>> START Data

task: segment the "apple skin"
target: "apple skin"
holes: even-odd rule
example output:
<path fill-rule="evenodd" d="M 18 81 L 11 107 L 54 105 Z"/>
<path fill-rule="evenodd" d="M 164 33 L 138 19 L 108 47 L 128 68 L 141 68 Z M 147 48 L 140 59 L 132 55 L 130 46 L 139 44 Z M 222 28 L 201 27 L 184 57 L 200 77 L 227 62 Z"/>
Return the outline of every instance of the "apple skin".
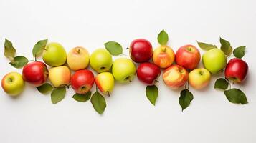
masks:
<path fill-rule="evenodd" d="M 138 79 L 146 85 L 153 85 L 160 74 L 160 68 L 150 62 L 141 64 L 137 69 Z"/>
<path fill-rule="evenodd" d="M 49 70 L 49 79 L 54 87 L 67 86 L 70 84 L 71 74 L 66 66 L 52 67 Z"/>
<path fill-rule="evenodd" d="M 195 69 L 189 72 L 189 83 L 194 89 L 200 89 L 209 84 L 211 73 L 204 68 Z"/>
<path fill-rule="evenodd" d="M 114 77 L 110 72 L 102 72 L 96 76 L 95 83 L 103 94 L 109 95 L 115 86 Z"/>
<path fill-rule="evenodd" d="M 66 62 L 67 53 L 64 47 L 59 43 L 49 43 L 45 46 L 42 59 L 49 66 L 61 66 Z"/>
<path fill-rule="evenodd" d="M 75 93 L 85 94 L 93 86 L 94 75 L 90 70 L 79 70 L 71 77 L 70 83 Z"/>
<path fill-rule="evenodd" d="M 47 66 L 41 61 L 29 63 L 23 67 L 22 77 L 24 81 L 35 87 L 40 86 L 48 78 Z"/>
<path fill-rule="evenodd" d="M 130 57 L 136 63 L 146 62 L 153 56 L 151 44 L 146 39 L 137 39 L 130 45 Z"/>
<path fill-rule="evenodd" d="M 160 46 L 153 53 L 153 62 L 160 68 L 167 68 L 174 61 L 175 54 L 168 46 Z"/>
<path fill-rule="evenodd" d="M 175 54 L 176 63 L 187 69 L 195 69 L 200 59 L 200 51 L 196 46 L 191 44 L 180 47 Z"/>
<path fill-rule="evenodd" d="M 90 57 L 90 66 L 98 73 L 109 72 L 112 63 L 112 56 L 105 49 L 96 49 Z"/>
<path fill-rule="evenodd" d="M 89 59 L 88 51 L 82 46 L 72 49 L 67 56 L 67 65 L 73 71 L 86 69 L 89 65 Z"/>
<path fill-rule="evenodd" d="M 234 58 L 229 60 L 225 69 L 225 77 L 234 82 L 245 81 L 248 72 L 248 64 L 243 60 Z"/>
<path fill-rule="evenodd" d="M 9 72 L 1 79 L 1 87 L 9 95 L 16 97 L 22 92 L 24 87 L 22 76 L 17 72 Z"/>
<path fill-rule="evenodd" d="M 112 66 L 112 73 L 116 81 L 120 83 L 131 82 L 136 74 L 136 66 L 127 58 L 115 60 Z"/>
<path fill-rule="evenodd" d="M 206 51 L 202 56 L 205 69 L 213 74 L 217 74 L 225 68 L 227 58 L 223 51 L 219 49 L 212 49 Z"/>
<path fill-rule="evenodd" d="M 183 87 L 189 79 L 188 72 L 182 66 L 176 64 L 163 71 L 164 83 L 174 89 Z"/>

>> END Data

Exercise instructions:
Reproduce the records above verbatim, leaving out the picture line.

Task solution:
task: segment the "apple skin"
target: "apple skin"
holes: even-odd rule
example output:
<path fill-rule="evenodd" d="M 18 81 L 11 107 L 54 105 Z"/>
<path fill-rule="evenodd" d="M 164 33 L 138 19 L 108 47 L 128 68 L 141 68 Z M 147 48 L 140 59 L 132 55 L 130 46 L 139 44 Z M 222 28 L 201 27 L 184 57 L 200 77 L 227 62 Z"/>
Return the outline of every instance of the "apple skin".
masks:
<path fill-rule="evenodd" d="M 138 79 L 146 85 L 153 85 L 160 74 L 160 68 L 150 62 L 141 64 L 137 69 Z"/>
<path fill-rule="evenodd" d="M 49 70 L 49 79 L 54 87 L 67 86 L 70 84 L 71 74 L 66 66 L 52 67 Z"/>
<path fill-rule="evenodd" d="M 195 69 L 189 72 L 189 83 L 194 89 L 200 89 L 209 84 L 211 73 L 204 68 Z"/>
<path fill-rule="evenodd" d="M 114 77 L 110 72 L 102 72 L 96 76 L 95 83 L 103 94 L 109 95 L 115 86 Z"/>
<path fill-rule="evenodd" d="M 66 62 L 67 53 L 64 47 L 59 43 L 49 43 L 45 46 L 42 59 L 49 66 L 61 66 Z"/>
<path fill-rule="evenodd" d="M 75 93 L 85 94 L 93 86 L 94 75 L 90 70 L 79 70 L 71 77 L 70 83 Z"/>
<path fill-rule="evenodd" d="M 47 66 L 41 61 L 29 63 L 23 67 L 22 77 L 24 81 L 35 87 L 40 86 L 48 78 Z"/>
<path fill-rule="evenodd" d="M 130 57 L 136 63 L 146 62 L 153 56 L 151 44 L 146 39 L 137 39 L 130 45 Z"/>
<path fill-rule="evenodd" d="M 160 46 L 153 53 L 153 62 L 160 68 L 167 68 L 174 61 L 175 54 L 168 46 Z"/>
<path fill-rule="evenodd" d="M 175 54 L 176 63 L 187 69 L 195 69 L 200 59 L 200 51 L 196 46 L 191 44 L 180 47 Z"/>
<path fill-rule="evenodd" d="M 90 57 L 90 66 L 98 73 L 109 72 L 112 63 L 112 56 L 105 49 L 96 49 Z"/>
<path fill-rule="evenodd" d="M 89 59 L 88 51 L 82 46 L 72 49 L 67 56 L 67 65 L 73 71 L 86 69 L 89 65 Z"/>
<path fill-rule="evenodd" d="M 234 58 L 229 60 L 225 69 L 225 77 L 234 82 L 245 81 L 248 72 L 248 64 L 243 60 Z"/>
<path fill-rule="evenodd" d="M 9 72 L 1 79 L 1 87 L 9 95 L 16 97 L 22 92 L 24 87 L 22 76 L 17 72 Z"/>
<path fill-rule="evenodd" d="M 112 66 L 112 73 L 116 81 L 120 83 L 131 82 L 136 74 L 136 66 L 127 58 L 115 60 Z"/>
<path fill-rule="evenodd" d="M 206 51 L 202 56 L 205 69 L 213 74 L 217 74 L 225 68 L 227 58 L 223 51 L 219 49 L 212 49 Z"/>
<path fill-rule="evenodd" d="M 183 87 L 189 79 L 188 72 L 182 66 L 176 64 L 163 71 L 164 83 L 174 89 Z"/>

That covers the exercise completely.